__Selected excerpt__:
________

The Smiths used Southlake as their agent when they procured insurance from AEIC. They claim that Southlake failed to secure coverage for their needs by describing the home's roof as built in 2005 when the Smiths believed it was built in 2015. In response, AEIC provides a variety of documents and correspondence purporting to explain the origin of the 2005 roof-age estimation. See Dkt. Nos. 12-1, 12-2, 12-3, 12-4, 12-5, 12-6.

The amount and conflicting nature of the evidence submitted by both the Smiths and AEIC weighs against AEIC's argument that Southlake's nonliability is a complete certainty. See Misner v. State Farm Fire & Co., No. CIV-14-873-D, 2015 WL 789160, at *2 (W.D. Okla. Feb. 24, 2015) (“The doctrine of fraudulent joinder is not a basis to pre-try the merits of a plaintiff's claims against a resident defendant.”).

________

__Record extracts__:
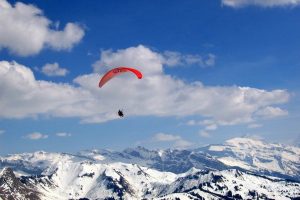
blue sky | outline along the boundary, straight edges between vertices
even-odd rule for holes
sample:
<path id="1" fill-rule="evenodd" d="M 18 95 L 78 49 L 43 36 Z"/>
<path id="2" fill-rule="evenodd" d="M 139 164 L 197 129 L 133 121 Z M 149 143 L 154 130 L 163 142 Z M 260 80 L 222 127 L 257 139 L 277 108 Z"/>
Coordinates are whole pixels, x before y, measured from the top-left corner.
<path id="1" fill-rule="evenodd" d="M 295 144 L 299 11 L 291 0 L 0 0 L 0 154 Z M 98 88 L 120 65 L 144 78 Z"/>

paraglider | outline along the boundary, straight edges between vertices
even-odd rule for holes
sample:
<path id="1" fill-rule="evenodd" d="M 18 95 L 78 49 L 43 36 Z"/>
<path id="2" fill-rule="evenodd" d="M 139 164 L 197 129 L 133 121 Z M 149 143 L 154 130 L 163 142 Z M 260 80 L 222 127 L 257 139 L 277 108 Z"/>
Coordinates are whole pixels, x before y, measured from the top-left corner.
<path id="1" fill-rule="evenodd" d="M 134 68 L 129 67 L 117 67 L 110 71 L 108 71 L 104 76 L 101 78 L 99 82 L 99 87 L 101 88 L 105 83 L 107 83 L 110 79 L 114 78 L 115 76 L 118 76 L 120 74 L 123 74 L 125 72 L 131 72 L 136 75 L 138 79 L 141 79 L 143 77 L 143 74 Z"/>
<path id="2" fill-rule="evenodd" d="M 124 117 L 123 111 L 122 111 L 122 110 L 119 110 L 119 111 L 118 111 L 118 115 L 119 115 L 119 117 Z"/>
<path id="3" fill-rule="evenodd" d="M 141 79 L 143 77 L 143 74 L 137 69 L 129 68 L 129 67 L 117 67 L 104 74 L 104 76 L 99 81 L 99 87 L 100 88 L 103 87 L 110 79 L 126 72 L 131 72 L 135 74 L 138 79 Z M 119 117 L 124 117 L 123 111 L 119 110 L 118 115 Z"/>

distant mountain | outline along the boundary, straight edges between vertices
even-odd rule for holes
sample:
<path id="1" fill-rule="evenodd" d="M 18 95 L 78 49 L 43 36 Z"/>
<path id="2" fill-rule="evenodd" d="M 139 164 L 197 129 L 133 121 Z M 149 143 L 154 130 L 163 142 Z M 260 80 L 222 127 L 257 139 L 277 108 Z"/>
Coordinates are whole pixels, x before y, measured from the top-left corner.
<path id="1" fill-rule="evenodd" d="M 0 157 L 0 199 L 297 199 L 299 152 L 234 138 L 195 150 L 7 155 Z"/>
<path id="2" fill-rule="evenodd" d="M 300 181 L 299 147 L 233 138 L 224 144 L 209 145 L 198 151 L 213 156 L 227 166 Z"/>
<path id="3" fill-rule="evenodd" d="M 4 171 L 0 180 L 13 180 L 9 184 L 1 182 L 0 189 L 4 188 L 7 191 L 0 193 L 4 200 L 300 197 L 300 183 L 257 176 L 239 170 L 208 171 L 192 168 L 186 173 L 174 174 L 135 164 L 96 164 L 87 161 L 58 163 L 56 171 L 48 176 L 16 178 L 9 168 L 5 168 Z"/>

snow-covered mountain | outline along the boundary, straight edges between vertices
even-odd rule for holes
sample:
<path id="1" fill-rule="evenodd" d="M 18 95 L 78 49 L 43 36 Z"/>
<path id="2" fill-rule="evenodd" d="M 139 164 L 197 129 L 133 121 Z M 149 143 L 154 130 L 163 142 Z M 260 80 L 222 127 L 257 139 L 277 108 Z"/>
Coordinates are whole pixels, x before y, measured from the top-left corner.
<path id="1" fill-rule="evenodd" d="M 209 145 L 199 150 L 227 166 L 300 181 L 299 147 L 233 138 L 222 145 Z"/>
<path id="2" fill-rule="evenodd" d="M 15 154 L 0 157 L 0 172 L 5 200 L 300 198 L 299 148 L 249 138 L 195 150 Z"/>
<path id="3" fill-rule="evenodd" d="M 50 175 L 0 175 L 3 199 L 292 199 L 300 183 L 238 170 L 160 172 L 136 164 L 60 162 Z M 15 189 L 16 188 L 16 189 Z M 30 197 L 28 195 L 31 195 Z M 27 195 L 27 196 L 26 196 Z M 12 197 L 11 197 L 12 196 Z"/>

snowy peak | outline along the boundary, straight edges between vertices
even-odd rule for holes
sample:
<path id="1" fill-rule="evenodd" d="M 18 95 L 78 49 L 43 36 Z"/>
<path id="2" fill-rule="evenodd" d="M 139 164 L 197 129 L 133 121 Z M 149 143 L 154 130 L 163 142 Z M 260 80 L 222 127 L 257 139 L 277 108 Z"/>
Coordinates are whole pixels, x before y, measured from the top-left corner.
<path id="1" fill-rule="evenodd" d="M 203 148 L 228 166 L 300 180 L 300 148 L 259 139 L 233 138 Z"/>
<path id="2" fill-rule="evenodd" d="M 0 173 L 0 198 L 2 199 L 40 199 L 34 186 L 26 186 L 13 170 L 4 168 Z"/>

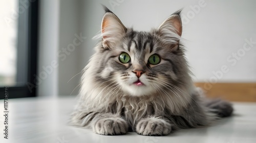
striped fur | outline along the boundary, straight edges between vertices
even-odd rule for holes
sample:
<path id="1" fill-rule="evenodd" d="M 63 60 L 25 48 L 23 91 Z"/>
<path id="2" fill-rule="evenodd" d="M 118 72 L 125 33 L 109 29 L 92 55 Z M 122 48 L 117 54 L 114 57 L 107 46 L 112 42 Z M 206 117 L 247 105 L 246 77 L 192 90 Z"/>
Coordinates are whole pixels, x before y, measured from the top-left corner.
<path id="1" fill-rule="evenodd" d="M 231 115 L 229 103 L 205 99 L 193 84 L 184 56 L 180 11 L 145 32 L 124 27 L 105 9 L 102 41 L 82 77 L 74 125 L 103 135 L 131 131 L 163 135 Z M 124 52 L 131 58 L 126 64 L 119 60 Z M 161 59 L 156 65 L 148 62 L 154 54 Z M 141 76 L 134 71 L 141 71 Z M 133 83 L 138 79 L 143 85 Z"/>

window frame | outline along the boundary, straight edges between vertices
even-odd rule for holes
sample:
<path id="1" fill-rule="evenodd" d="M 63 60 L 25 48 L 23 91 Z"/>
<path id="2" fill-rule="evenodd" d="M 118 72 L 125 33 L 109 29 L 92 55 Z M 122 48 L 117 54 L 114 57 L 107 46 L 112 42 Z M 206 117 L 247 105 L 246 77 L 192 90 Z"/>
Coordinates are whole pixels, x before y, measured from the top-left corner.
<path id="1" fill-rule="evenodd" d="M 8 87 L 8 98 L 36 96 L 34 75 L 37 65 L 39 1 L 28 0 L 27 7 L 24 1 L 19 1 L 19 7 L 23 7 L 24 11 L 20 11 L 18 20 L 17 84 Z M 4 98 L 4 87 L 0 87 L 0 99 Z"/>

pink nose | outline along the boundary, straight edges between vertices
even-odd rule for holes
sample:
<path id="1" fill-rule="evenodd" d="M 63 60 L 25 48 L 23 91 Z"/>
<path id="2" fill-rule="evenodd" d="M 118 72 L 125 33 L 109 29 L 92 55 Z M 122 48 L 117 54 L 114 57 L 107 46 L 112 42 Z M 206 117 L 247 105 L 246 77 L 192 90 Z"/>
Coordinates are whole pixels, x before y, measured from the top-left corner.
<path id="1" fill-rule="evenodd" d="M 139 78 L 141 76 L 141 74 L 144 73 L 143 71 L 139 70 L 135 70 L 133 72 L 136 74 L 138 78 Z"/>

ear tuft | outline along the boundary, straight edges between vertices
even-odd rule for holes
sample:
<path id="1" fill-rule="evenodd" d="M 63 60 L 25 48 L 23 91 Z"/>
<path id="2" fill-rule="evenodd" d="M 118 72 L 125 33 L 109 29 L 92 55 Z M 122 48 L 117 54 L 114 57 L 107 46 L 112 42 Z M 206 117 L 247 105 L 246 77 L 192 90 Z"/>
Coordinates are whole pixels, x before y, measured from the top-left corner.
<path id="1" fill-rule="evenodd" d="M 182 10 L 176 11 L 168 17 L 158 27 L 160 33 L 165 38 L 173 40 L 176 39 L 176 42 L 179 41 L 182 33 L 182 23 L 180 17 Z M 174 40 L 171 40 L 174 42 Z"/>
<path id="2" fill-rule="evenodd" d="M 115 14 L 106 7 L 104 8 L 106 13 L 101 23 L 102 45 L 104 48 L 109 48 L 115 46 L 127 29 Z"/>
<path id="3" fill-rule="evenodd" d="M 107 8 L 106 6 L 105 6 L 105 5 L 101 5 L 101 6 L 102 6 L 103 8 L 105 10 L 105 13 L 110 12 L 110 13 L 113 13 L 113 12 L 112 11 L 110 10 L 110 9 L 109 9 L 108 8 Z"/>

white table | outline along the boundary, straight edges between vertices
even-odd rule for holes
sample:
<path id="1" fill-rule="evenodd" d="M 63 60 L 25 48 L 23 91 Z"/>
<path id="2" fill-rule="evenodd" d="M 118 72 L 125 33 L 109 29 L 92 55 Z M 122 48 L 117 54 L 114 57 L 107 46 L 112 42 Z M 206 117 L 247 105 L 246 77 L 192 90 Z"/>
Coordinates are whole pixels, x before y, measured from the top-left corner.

________

In the court excerpt about the Smiths' roof-age dispute above, list every docket entry cited after "See Dkt. Nos."

__Correct answer__: 12-1, 12-2, 12-3, 12-4, 12-5, 12-6